Source data.
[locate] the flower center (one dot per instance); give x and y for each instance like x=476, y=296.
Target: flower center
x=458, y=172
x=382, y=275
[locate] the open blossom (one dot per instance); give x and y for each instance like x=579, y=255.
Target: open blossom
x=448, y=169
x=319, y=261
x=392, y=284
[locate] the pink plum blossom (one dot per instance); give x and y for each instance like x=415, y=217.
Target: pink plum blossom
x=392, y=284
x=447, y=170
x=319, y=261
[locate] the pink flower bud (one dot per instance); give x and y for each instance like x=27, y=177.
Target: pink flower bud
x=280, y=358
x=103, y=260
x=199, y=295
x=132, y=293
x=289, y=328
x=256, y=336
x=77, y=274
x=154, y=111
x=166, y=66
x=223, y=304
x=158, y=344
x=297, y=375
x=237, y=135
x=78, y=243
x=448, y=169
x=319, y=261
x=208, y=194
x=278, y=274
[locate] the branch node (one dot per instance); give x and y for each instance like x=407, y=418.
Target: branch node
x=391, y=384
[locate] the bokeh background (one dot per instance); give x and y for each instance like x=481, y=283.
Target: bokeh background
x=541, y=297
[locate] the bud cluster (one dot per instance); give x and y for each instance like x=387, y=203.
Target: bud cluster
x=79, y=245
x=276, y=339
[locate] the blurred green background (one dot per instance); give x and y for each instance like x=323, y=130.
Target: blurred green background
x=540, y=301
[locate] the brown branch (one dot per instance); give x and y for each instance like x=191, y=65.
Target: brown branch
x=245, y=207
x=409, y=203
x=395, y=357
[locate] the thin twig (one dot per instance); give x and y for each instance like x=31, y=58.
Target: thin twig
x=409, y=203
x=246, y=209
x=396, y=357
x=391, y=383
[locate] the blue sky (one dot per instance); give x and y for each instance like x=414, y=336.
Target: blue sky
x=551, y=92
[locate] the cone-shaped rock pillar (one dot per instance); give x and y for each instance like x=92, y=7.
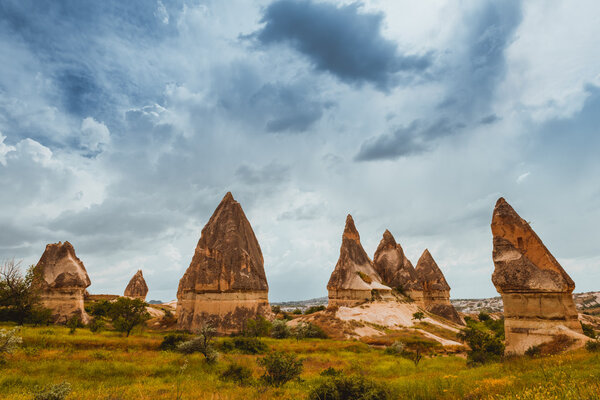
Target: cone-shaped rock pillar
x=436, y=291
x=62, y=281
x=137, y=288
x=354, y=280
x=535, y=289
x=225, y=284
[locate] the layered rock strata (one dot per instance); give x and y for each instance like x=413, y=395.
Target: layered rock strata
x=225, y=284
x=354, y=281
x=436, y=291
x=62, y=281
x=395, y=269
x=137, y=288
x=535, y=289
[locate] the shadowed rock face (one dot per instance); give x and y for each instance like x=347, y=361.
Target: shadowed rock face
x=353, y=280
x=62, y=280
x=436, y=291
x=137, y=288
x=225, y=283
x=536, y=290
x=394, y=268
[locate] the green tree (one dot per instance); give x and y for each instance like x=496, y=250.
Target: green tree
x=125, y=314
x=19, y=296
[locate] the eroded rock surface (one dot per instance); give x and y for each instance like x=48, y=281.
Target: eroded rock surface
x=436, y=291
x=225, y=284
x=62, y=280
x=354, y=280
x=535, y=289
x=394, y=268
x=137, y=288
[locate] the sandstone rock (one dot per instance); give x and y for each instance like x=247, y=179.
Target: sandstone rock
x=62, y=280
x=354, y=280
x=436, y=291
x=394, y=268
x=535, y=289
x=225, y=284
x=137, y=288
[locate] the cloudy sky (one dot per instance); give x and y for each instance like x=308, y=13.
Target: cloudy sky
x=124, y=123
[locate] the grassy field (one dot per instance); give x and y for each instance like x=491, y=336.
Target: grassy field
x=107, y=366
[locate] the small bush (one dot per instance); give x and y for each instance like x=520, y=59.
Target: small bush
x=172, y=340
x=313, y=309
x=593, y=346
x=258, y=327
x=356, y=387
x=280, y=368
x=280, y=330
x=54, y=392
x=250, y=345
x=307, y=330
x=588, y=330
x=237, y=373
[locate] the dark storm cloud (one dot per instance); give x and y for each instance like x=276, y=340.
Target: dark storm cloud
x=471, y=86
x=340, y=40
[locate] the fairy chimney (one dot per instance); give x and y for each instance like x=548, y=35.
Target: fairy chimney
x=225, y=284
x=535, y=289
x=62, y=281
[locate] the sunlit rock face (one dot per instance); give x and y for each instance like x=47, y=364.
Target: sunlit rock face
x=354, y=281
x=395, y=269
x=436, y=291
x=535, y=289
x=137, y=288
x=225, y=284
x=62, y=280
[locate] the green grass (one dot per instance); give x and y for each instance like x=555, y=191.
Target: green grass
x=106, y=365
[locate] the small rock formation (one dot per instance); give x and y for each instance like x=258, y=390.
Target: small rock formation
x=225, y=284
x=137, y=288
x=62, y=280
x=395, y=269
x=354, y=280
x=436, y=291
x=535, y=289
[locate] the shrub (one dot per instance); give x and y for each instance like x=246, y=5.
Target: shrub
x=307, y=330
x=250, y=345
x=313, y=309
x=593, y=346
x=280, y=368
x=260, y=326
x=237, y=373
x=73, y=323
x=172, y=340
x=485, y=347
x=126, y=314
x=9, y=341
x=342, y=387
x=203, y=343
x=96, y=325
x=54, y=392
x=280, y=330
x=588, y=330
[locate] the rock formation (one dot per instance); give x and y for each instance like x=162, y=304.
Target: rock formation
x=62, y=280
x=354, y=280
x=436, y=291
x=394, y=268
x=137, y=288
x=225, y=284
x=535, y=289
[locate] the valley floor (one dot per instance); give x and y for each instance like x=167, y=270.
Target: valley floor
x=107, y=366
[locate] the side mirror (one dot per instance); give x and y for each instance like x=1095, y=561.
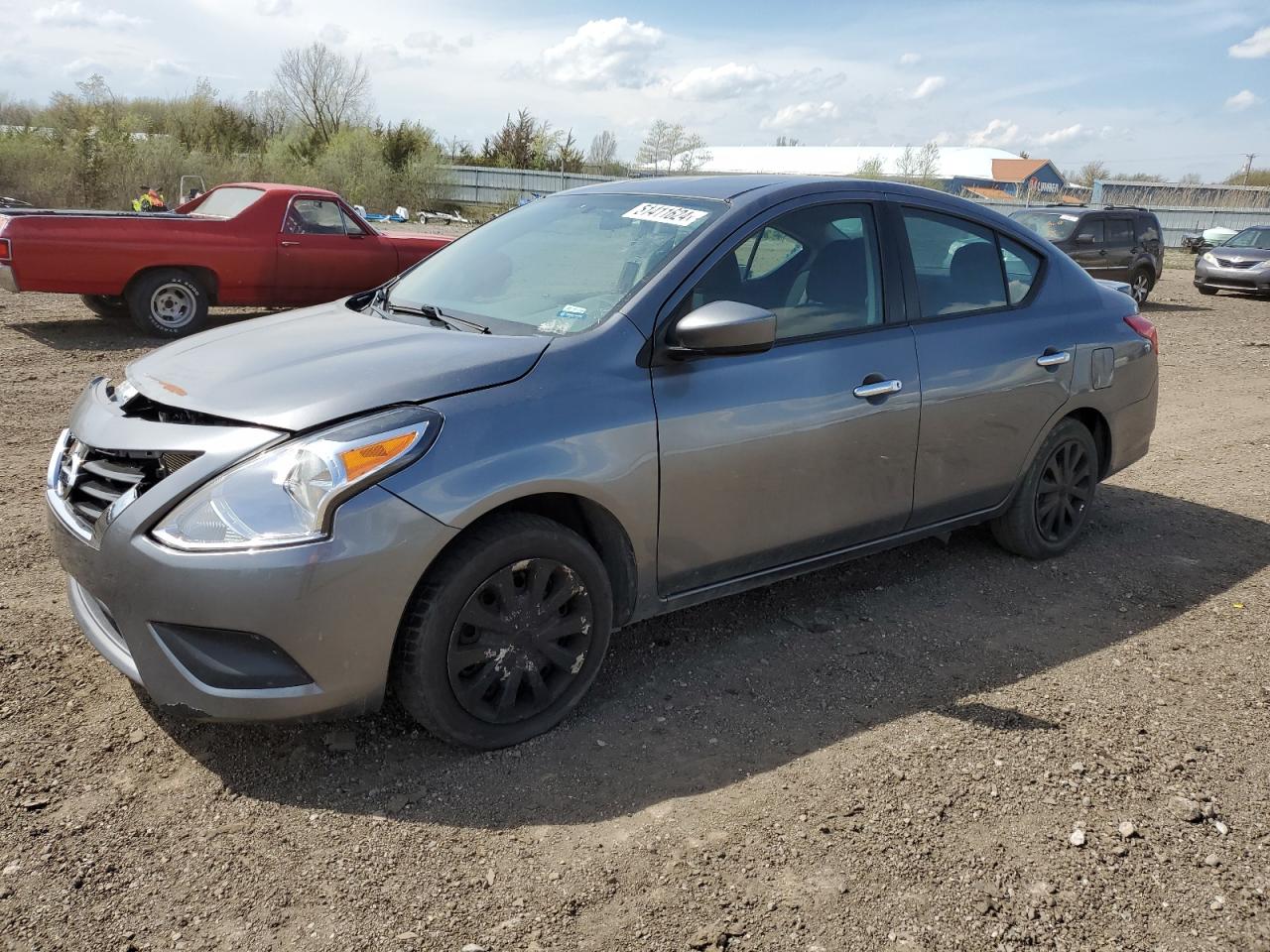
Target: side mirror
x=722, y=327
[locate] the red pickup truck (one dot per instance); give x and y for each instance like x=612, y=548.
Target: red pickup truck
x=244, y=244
==
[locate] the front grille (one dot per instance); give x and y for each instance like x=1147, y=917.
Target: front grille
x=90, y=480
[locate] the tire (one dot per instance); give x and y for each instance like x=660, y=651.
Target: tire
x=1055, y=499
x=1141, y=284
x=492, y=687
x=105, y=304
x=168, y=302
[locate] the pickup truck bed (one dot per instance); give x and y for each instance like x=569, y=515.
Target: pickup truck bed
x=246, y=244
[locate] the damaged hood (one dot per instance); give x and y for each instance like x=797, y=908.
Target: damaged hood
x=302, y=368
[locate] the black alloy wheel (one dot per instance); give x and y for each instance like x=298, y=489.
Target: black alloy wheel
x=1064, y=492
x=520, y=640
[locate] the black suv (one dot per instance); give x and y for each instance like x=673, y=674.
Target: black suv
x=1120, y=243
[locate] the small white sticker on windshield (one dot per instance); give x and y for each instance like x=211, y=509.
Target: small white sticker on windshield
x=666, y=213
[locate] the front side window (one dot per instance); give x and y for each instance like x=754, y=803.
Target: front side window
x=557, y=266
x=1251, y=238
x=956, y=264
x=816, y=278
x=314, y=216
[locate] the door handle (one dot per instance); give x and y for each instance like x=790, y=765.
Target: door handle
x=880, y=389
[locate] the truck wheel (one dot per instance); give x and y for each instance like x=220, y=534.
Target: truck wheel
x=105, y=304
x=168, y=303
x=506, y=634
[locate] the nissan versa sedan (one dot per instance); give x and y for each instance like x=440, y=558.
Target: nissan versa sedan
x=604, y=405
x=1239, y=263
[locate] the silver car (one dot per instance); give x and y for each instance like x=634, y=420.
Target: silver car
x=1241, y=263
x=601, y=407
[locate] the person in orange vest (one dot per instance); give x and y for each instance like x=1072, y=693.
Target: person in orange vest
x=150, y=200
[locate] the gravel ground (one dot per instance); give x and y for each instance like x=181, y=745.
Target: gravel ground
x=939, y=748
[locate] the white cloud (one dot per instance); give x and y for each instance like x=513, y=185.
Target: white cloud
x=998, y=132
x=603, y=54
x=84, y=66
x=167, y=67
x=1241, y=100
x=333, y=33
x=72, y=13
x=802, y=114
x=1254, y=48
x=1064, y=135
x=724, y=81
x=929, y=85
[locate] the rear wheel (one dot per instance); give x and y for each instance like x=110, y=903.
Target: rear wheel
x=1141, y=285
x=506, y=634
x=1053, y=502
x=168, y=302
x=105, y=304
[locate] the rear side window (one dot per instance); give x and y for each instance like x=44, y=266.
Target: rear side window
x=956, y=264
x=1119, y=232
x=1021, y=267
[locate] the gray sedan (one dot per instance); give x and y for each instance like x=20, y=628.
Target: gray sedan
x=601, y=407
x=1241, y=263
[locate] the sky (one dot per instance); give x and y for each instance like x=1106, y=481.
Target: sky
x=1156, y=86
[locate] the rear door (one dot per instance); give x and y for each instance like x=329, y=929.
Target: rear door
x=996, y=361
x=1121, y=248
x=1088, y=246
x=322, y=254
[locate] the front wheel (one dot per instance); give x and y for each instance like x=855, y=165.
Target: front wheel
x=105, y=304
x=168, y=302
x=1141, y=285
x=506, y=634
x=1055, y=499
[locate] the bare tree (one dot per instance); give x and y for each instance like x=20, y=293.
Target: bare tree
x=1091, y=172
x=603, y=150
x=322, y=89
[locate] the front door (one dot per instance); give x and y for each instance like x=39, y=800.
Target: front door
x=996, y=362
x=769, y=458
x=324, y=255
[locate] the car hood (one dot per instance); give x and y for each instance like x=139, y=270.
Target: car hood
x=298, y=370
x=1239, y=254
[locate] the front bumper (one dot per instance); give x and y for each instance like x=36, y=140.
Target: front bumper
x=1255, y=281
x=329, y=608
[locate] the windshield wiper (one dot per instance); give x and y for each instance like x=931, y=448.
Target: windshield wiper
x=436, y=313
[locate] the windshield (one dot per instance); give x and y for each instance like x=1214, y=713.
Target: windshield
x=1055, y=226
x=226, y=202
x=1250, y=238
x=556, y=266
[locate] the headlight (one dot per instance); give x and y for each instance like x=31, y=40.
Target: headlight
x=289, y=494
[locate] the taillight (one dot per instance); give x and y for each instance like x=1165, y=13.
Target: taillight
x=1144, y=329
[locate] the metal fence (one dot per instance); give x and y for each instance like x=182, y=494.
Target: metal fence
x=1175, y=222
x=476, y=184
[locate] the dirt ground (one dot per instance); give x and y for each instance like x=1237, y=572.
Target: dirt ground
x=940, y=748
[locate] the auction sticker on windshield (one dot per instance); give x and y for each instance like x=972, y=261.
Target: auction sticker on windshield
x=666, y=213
* * *
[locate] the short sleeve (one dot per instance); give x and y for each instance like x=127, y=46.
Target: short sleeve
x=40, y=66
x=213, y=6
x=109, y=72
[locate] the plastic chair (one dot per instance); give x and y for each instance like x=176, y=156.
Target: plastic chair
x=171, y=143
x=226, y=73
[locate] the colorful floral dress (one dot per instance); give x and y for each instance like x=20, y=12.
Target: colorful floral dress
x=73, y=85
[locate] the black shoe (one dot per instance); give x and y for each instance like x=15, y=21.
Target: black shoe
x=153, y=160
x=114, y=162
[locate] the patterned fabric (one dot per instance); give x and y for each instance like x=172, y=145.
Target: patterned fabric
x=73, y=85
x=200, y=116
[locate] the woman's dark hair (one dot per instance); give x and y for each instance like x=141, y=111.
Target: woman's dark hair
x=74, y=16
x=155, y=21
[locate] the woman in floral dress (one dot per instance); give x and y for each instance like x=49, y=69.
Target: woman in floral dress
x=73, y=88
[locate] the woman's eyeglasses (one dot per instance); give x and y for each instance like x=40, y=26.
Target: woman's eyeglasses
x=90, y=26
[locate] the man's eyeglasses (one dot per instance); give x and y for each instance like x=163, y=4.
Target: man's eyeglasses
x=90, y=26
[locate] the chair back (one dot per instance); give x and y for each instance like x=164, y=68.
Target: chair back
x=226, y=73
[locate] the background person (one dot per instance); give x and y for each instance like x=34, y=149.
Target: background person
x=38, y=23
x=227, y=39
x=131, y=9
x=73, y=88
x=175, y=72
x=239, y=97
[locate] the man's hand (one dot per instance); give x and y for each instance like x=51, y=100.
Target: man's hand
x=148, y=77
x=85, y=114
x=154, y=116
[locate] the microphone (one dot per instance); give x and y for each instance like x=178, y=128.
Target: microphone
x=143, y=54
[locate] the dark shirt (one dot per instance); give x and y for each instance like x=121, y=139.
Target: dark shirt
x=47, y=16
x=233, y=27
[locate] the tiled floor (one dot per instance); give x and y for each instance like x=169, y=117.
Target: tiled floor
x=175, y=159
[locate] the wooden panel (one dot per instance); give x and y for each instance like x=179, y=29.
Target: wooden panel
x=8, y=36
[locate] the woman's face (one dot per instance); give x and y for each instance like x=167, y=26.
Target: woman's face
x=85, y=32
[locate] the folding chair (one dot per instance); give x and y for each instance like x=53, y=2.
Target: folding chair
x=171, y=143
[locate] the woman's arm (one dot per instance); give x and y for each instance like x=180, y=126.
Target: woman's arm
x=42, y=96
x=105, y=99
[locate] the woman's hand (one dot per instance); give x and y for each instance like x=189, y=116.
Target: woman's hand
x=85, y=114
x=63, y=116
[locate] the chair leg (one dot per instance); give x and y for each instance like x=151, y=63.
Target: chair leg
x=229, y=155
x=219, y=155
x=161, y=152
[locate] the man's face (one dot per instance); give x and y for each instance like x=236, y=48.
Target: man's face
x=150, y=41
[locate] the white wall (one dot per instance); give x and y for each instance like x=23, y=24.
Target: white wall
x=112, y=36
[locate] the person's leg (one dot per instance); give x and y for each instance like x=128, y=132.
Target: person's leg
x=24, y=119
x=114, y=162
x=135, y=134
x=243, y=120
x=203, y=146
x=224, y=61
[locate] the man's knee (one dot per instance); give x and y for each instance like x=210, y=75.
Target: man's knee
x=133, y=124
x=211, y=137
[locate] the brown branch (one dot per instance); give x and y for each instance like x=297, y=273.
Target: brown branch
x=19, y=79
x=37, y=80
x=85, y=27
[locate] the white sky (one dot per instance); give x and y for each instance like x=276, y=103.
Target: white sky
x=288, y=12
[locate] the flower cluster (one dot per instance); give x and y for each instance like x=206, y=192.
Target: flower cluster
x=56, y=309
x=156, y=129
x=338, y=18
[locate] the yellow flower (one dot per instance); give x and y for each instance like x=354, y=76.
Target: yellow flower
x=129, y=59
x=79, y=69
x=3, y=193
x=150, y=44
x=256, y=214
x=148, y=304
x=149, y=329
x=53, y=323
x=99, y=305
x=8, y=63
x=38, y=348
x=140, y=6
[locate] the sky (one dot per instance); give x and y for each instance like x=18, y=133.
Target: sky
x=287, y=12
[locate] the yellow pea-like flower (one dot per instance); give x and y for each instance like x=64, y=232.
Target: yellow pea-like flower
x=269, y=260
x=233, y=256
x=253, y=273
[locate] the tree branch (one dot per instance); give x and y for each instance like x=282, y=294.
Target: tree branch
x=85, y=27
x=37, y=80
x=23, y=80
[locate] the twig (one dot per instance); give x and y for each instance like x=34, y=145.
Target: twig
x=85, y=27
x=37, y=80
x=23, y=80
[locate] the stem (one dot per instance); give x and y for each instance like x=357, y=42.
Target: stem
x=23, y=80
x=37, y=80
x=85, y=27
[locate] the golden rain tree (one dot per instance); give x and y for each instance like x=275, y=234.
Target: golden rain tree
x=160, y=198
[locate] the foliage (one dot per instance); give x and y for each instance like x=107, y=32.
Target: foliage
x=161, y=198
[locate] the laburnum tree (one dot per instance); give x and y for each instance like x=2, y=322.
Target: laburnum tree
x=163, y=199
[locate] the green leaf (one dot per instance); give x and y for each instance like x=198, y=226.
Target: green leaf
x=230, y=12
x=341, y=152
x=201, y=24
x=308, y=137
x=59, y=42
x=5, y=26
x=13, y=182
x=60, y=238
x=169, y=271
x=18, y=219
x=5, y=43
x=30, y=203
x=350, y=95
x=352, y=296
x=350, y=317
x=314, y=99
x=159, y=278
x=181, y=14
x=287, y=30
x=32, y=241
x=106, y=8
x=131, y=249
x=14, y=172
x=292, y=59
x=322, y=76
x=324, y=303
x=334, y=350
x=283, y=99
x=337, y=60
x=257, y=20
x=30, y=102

What you should do. Recast the lines above as a numbered list, starting at the line containing "[locate] the short" and ending at the line containing "x=109, y=72". Include both of those lines and leave out any blank lines.

Output for this task.
1. [locate] the short sleeve (one dot per instance); give x and y for each instance like x=127, y=46.
2. Target: short sleeve
3. x=40, y=66
4. x=213, y=6
5. x=109, y=72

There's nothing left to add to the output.